§ **Text to read**:
========

The socket interfaces can incorporate industry standards, e.g., PalmBus, VCI, or PVCI. The target devices could be PCI slave interfaces that allow a bridge from an initiator peripheral PCI master to connect two PCI busses. The initiator sockets are preferably an MBUS initiator, an AHB master, or a VCI initiator. The on-chip RAM could be used as a shared resource by the CPU or initiator devices. With the correct on-chip control, any. of these sockets could be mixed or matched. Such variations are preferably implemented with conventional devices and methods.

The system resource router 104 allows multiple initiator devices, e.g., master or DMA device and processors, to communicate through separate M-channel connections simultaneously with multiple target devices, e.g., slave devices and memory. Initiator and target devices connect to the M-channels through sockets 144, 146, 148, 150, 152, and 154. Each such socket handles all protocol, clock domain, address remap, and bandwidth matching issues. Internal buses 162, 164, and 166 interface to the M-channel buses 114, 116, and 118 via M-channel controllers 156, 158, and 160. A group of associated bus transfer switches 168, 170, and 172 variously connect the sockets to the M-channel controllers 156, 158, and 160. Channel sockets 146, 150, and 154 are exemplary of those that are connected directly to a dedicated M-channel controller and bus. Bus 166 is a synchronous bus, and therefore uses synchronizers 174, 176, and 178 to interface with synchronous devices running asynchronously from the bus 166 clock.

Two-pole transfer switch 168 allows channel socket-148 to connect to either bus 162 or synchronously to bus 166. Similarly, three-pole switch 170 allows channel socket-144 to connect to either bus 162, bus 164, or synchronously to bus 166. Two-pole transfer switch 172 allows channel socket-152 to connect to either bus 162 or synchronously to bus 166. These switches are controlled such that available buses accessible to each switch can provide a master with a data transfer path with an acceptable slave. In other instances, a particular resource on an M-channel bus 114, 116, or 118 is connected to the initiator by setting the switches appropriately.

========

§ **Directions**:
1. In the text on the system resource router, what lets channel socket-144 connect to bus 162, bus 164, or bus 166?
2. Rewrite the router text from "Two-pole transfer switch 168" to "the switches appropriately.", swapping "acceptable" out for "suitable".
3. Pick up the text on the system resource router after its final sentence and carry it forward.

========

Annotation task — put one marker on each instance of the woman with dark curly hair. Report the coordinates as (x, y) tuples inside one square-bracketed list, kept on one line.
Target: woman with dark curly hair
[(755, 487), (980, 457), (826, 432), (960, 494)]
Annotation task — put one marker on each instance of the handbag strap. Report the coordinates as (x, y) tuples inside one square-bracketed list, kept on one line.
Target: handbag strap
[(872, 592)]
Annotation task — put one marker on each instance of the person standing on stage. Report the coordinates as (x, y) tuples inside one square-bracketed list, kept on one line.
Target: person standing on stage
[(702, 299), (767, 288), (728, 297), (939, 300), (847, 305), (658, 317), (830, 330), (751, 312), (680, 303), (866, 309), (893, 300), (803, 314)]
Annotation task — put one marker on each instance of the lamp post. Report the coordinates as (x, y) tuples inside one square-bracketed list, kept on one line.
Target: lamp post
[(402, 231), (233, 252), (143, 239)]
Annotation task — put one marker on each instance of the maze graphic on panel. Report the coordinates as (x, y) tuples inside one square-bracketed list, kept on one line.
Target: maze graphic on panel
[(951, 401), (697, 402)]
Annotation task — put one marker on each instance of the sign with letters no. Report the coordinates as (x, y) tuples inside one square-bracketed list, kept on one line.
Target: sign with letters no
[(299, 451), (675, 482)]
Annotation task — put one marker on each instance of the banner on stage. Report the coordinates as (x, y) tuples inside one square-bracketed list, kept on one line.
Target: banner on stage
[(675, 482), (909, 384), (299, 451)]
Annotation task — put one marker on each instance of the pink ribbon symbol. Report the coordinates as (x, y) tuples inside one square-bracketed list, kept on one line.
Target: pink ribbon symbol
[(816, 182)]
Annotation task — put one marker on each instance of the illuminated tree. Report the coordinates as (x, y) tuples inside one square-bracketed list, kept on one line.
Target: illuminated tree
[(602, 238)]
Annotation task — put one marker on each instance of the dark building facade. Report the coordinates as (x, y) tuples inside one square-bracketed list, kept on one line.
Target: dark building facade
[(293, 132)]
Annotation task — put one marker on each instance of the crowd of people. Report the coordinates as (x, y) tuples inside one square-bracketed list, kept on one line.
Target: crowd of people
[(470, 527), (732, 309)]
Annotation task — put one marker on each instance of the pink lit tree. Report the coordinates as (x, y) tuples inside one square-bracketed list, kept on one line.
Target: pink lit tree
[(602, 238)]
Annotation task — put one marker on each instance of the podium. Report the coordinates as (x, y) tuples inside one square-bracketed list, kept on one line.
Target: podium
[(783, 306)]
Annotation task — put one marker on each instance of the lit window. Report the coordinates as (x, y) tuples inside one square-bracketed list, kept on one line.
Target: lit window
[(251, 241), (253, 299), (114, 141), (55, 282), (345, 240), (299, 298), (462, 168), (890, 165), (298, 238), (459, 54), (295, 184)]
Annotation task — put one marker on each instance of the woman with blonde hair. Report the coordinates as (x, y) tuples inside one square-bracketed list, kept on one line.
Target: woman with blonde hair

========

§ **Results**:
1. Three-pole switch 170.

2.
Two-pole transfer switch 168 allows channel socket-148 to connect to either bus 162 or synchronously to bus 166. Similarly, three-pole switch 170 allows channel socket-144 to connect to either bus 162, bus 164, or synchronously to bus 166. Two-pole transfer switch 172 allows channel socket-152 to connect to either bus 162 or synchronously to bus 166. These switches are controlled such that available buses accessible to each switch can provide a master with a data transfer path with an suitable slave. In other instances, a particular resource on an M-channel bus 114, 116, or 118 is connected to the initiator by setting the switches appropriately.

3.
System resource router 104 can function like a memory controller that connects external memory and routes on-chip memory. In addition it can connect target devices and other on-chip resources to initiator devices, CPUs, and DSPs. Initiator devices and CPUs (masters) supply a request and an address to a system resource router controller. Such address includes an M-channel identifier, a target device address, a memory bank address, and/or the memory-cell location address.

The initiator or CPU waits to be granted access before transferring data. Access is granted when the requested M-channel device is free. Another initiator peripheral or CPU can simultaneously transfer data over a different M-channel while a data transfer is in-progress on the first channel. For example, the Harvard architecture instruction cache (I-cache) in subsystem 102 in FIG. 1 can fetch instructions from the internal ROM 136 while the CPU data cache (D-cache) is simultaneously accessing data from the SDRAM 122.

The system resource router 102 is preferably used in PalmChip (San Jose, Calif.) COREFRAME implementations for higher wide bandwidth applications. For example, a COREFRAME system with a 32-bit PalmBus and a 32-bit external SDRAM running at 100 MHz provides 600 MB/s of available bandwidth on-chip, i.e., 200 MB/s on the PalmBus and 400 MB/s on the M-channel. Adding a separate M-channel for a 32-bit external flash provides 1.0 GB/s of total on-chip bandwidth at 100 Mhz, 200 MB/s on the PalmBus, plus 400 MB/s on each of the channels. Adding a 128-bit internal dual-port RAM channel and changing from a SDR SDRAM to a DDR SDRAM 64-bit DIMM channel yields 3.8 GB/s of bandwidth at 100 MHz, i.e., 200 MB/s on the PalmBus, 400 MB/s on the flash-memory port, plus 1.6 GB/s on each of the other M-channels.

A graphical user interface (GUI) is included in some embodiments of the present invention that assists in system-on-chip design implementations that include a system resource router 102. Practical system resource routers 102 that are preferably implemented with current semiconductor technology allow up to 8 separate M-channels with as many as eight targets to be connected to each M-channel. This approach allows up to sixty-four target devices to be connected. The configurable design and the easy to use GUI handle the implementation details. The system resource router M-channel can be configured like a simple point-to-point architecture by connecting only one target to the channel. This approach is preferred when there is only external memory, and no internal memory, because it maximizes data throughput.

The system resource router 102 can therefore be used in COREFRAME and other system-on-chip implementations to reduce shared memory and initiator/target transfer bottlenecks. With a system resource router, a CPU can execute from flash-memory while simultaneously processing data from an initiator peripheral in the SDRAM. The DSP can at the same time process data from the dual-port RAM while another peripheral is transferring data to or from the RAM. With a resource router, no changes to any blocks except the resource router are needed for the processors and initiator peripherals to take best advantage of the available bandwidth.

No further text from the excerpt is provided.